Reescriba como una lista breve el párrafo de la columna sobre poesía que empieza por «EL poeta, el filósofo, el sinfonista», y conserve sus datos principales.

--- FRAGMENTO DEL TEXTO ---
+ + + +

Alfredo Asensi

Poesía en llamas

Singladuras

07 de noviembre 2013 - 01:00

EL poeta, el filósofo, el sinfonista, el creador de formas plásticas agotan tiempo y fuerzas en la búsqueda de una pauta expresiva, de un código lingüístico que les ayude a cifrar, a traducir, a revelar las más arduas complejidades de este trayecto único y contradictorio al que llamamos vida. No hay arte sin cuota de misterio, sin una proporción de dolor, sin una cuña de angustia. Un arte plenamente feliz es un arte con trampa o menor de edad. El poeta es como el viajero de espaldas de Friedrich, enfrentado a un mar de nubes, asomado a una inmensidad fascinante y peligrosa, desafiante y pequeño, precariamente apoyado en un bastón, gloriosamente mortal. La simbología poética visual abona la red de significados del cuadro. En la poesía escrita la imagen es un recurso de trascendencia connotativa, un vehículo hacia otros registros, una posibilidad de elevación que conecta con las esencias más dichosas del género. Hay imágenes ociosas o gratuitas (y no por ello desechables) y hay imágenes determinantes. Una de ellas es la que preside el último poemario de Manuel Gahete, El fuego en la ceniza, y alcanza el sugerente logro de resultar al mismo tiempo hermosa y precisa, de anudar el hallazgo estético y la intención conceptual. El libro es una travesía por tres escalas de vida, por tres estrofas de experiencia definidas por el poeta como la pasión doliente, el alma esclarecida y la consumación, crónica de una navegación por el amor y el dolor a través de un expresionismo íntimo y versátil en el que versos como "la fauvista memoria de tu vientre" conviven con sonetos de temperatura clásica, juegos de lenguaje, vibraciones de una memoria incitada a la evocación de sensualidades temblorosas y carnales y una balada casi lorquiana. El poeta camina de la mano de Fernando de Herrera y descubre qué cerca están los gozos del encuentro del sanguinario vértigo del alejamiento, la certeza en la hora nítida del abrazo de la duda indecorosa del anochecer. Recorre un pavimento de paradojas y contrastes, de silencios en asedio, de contraluces, en busca de un fuego último y primero, quemante, prodigioso y salvador. Un fuego que es luz, piel, sangre y palabra, y al que se llega en un crescendo que implica una dolorosa e irrevocable aventura de conocimiento y reconocimiento. Viajero de espaldas enfrentado al mar de nubes, el poeta acaso cierra los ojos para apresar la caprichosa intuición de que todo lo que necesita saber lo lleva dentro.

+ + + +

[Registros extraídos]
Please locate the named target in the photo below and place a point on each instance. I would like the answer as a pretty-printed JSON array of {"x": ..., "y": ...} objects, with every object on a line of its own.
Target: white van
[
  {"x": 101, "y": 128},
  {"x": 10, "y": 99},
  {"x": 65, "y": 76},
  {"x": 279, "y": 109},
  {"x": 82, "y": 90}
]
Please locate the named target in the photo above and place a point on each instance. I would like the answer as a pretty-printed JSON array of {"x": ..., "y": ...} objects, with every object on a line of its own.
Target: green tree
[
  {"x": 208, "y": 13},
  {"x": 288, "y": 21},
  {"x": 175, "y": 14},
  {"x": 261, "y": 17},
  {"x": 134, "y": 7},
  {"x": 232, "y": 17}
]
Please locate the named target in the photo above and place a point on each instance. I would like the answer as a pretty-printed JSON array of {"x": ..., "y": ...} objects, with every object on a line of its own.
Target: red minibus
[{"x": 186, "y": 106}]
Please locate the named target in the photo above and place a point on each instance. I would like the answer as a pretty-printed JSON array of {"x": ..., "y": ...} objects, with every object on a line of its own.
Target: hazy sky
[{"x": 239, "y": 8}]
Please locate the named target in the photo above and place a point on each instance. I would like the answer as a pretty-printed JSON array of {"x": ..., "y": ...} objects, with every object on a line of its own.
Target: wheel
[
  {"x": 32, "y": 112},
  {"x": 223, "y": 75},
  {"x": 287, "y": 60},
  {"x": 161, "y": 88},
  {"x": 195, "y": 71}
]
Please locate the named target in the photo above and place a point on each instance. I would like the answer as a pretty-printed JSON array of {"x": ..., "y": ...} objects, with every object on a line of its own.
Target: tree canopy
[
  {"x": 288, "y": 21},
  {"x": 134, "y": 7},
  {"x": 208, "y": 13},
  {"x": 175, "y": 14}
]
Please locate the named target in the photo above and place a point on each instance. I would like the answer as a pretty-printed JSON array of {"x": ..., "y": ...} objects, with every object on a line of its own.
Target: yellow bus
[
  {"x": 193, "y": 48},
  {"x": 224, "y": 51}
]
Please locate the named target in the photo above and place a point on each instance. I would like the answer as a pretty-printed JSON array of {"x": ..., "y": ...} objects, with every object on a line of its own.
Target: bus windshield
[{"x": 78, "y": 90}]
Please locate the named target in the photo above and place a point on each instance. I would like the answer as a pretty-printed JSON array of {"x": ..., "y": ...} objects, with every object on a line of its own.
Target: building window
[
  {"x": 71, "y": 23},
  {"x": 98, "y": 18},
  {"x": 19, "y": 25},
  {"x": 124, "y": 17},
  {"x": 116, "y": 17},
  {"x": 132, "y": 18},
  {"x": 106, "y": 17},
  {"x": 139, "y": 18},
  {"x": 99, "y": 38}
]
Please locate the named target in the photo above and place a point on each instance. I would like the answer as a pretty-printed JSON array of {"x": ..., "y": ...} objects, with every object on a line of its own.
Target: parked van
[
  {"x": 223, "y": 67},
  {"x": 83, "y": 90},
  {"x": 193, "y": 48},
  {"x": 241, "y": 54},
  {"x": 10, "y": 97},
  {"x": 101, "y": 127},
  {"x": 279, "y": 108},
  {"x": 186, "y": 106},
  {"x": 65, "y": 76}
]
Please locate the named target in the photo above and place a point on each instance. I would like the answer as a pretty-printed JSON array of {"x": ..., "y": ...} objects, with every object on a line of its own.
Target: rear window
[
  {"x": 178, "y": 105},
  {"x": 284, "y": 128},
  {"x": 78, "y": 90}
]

+ + + +

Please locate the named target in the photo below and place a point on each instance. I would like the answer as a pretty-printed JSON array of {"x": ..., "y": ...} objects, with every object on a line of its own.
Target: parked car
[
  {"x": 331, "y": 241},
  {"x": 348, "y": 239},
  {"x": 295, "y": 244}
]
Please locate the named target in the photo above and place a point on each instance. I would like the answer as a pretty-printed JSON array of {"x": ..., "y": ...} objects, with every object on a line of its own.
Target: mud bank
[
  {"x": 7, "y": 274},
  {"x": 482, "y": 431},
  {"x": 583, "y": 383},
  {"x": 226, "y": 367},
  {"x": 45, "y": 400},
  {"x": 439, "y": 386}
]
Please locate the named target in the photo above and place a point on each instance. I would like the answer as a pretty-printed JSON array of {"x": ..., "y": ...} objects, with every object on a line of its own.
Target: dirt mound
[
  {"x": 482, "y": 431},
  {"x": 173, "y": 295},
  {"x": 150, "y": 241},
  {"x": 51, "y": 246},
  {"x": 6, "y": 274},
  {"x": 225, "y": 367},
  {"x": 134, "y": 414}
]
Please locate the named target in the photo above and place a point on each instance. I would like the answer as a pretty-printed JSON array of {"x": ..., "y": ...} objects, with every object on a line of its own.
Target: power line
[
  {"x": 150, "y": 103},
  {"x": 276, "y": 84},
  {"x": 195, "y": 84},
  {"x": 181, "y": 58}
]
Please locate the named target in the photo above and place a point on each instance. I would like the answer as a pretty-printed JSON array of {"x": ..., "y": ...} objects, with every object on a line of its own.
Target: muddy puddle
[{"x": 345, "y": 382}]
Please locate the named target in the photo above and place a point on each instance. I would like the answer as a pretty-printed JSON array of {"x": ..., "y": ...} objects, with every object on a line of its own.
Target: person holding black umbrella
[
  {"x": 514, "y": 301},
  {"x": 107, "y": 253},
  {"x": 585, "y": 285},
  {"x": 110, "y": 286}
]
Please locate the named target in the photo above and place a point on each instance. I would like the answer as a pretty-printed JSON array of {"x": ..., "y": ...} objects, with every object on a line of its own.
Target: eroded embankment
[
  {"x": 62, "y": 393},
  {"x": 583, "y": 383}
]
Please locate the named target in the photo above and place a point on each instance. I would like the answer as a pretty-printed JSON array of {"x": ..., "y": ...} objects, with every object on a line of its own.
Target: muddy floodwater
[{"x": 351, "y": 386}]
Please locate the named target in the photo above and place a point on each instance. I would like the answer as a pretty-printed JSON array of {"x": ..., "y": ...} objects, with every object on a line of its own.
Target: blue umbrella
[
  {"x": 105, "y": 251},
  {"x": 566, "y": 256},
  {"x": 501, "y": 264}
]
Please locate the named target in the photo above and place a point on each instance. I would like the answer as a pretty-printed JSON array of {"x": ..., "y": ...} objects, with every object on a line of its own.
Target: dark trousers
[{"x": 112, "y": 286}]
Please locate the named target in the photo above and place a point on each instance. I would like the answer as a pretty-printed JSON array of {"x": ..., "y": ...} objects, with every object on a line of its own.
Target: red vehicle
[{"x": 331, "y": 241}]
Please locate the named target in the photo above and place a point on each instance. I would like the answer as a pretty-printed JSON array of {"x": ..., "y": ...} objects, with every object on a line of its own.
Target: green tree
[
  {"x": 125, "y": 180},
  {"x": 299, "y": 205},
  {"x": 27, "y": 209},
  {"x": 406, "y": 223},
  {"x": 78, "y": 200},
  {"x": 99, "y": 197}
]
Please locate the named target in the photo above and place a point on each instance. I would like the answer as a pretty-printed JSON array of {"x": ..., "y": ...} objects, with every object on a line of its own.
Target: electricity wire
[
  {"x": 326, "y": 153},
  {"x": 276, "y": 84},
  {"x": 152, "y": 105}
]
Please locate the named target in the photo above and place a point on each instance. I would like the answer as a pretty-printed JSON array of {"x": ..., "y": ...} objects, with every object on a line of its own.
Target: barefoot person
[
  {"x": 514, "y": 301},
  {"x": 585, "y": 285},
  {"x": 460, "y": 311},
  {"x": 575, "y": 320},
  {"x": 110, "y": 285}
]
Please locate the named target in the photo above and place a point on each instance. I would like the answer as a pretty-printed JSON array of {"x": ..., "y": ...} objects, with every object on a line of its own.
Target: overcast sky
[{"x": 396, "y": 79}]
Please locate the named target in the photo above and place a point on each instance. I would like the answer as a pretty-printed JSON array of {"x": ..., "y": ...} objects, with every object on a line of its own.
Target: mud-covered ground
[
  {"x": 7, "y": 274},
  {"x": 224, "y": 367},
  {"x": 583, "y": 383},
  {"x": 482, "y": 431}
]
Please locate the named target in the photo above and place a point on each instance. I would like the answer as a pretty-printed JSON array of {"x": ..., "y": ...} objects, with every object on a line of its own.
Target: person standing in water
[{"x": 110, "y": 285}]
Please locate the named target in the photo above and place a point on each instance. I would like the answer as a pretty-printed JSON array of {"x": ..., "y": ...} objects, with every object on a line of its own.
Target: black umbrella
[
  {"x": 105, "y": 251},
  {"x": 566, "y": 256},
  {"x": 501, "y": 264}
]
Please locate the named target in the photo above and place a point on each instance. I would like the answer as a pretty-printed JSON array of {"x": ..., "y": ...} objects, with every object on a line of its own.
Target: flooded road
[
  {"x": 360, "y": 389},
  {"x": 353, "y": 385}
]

+ + + +

--- RESPUESTA ---
- El poeta, el filósofo, el sinfonista y el creador de formas plásticas buscan un código expresivo que revele las complejidades de la vida.
- No hay arte sin misterio, dolor y angustia. Un arte plenamente feliz es un arte con trampa o menor de edad.
- El poeta se parece al viajero de espaldas de Friedrich, que está frente a un mar de nubes.
- En la poesía escrita, la imagen es un vehículo de elevación. Hay imágenes ociosas y también imágenes determinantes.
- Una imagen determinante preside *El fuego en la ceniza*, el último poemario de Manuel Gahete, y resulta a la vez hermosa y precisa.
- El libro recorre tres etapas: la pasión doliente, el alma esclarecida y la consumación. Es una navegación por el amor y el dolor.
- Mezcla un expresionismo íntimo con sonetos clásicos, juegos de lenguaje, evocaciones sensuales y una balada casi lorquiana.
- De la mano de Fernando de Herrera, el poeta descubre lo cerca que están el gozo del encuentro y el vértigo del alejamiento, y la certeza y la duda.
- Busca un fuego salvador, hecho de luz, piel, sangre y palabra. Llega a él mediante una aventura de conocimiento y reconocimiento.
- Como el viajero de Friedrich, acaso cierra los ojos con la intuición de que lleva dentro todo lo que necesita saber.